Directive: Render the lines below as a JSON list of strings, one string per line and blank lines omitted, beginning with the line that contains "the bird's folded" and continuing through the final line.

START Records to process

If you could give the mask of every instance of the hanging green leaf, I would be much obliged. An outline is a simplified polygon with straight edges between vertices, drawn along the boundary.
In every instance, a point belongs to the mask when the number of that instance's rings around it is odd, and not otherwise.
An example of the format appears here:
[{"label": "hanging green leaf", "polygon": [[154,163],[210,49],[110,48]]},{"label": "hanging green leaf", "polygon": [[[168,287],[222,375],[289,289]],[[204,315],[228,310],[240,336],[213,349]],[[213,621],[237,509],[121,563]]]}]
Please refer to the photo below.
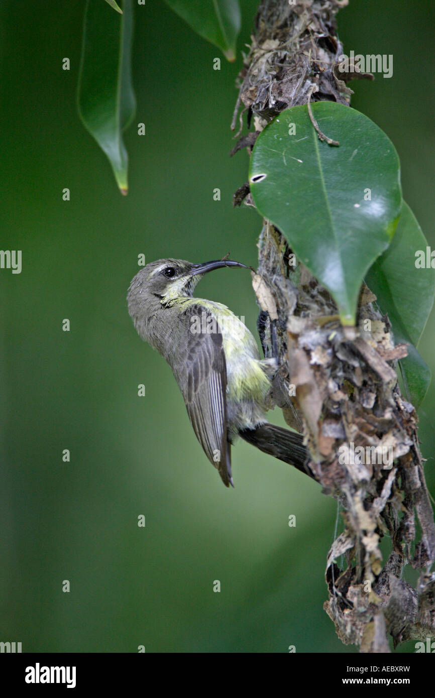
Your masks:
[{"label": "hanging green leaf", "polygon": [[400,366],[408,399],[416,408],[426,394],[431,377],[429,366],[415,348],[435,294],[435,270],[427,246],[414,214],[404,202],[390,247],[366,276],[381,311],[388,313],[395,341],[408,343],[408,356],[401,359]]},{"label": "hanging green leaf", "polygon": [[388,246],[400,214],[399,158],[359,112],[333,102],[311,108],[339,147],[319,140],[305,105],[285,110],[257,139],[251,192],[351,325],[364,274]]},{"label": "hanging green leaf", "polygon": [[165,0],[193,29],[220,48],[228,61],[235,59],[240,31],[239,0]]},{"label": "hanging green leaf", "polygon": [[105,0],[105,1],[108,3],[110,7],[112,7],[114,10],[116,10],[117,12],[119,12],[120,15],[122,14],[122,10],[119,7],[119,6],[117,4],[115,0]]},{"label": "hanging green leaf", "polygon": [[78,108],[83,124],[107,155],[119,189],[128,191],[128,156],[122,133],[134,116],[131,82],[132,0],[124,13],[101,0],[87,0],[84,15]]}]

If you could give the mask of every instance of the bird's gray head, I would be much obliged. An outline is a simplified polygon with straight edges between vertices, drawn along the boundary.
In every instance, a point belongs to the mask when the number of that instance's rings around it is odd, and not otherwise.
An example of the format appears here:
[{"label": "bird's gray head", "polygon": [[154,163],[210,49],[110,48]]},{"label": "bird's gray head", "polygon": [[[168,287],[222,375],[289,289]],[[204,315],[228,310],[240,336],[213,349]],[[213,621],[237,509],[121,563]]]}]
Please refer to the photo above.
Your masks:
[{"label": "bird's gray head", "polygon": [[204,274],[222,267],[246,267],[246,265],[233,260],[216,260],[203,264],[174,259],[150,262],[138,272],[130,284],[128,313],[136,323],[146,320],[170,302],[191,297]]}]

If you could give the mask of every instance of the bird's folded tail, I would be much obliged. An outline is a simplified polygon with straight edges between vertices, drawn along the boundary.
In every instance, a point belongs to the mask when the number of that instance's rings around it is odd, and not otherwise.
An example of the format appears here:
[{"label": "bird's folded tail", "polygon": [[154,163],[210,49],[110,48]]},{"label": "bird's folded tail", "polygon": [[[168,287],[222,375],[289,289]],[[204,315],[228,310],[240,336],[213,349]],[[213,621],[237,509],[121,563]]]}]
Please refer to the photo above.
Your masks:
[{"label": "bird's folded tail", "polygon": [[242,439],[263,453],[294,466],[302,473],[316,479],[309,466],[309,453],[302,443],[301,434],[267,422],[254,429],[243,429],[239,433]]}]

END Records to process

Response to the task:
[
  "If you could give the mask of every instance of the bird's folded tail, I would be much obliged. An outline is a simplified polygon with straight edges between vertices, drawn along the boundary.",
  "In every instance, a point belongs to the mask when the number of that instance's rings around it is odd, and not otherwise.",
  "An example of the format appears here:",
  "[{\"label\": \"bird's folded tail\", \"polygon\": [[154,163],[210,49],[110,48]]},{\"label\": \"bird's folded tail\", \"polygon\": [[[168,287],[222,375],[289,289]],[[204,315],[228,310],[240,336],[213,349]],[[213,621],[237,509],[121,563]]]}]",
  "Please refer to the photo above.",
  "Your masks:",
  "[{\"label\": \"bird's folded tail\", \"polygon\": [[242,439],[263,453],[294,466],[302,473],[316,479],[309,466],[309,453],[302,443],[301,434],[267,422],[254,429],[243,429],[239,433]]}]"
]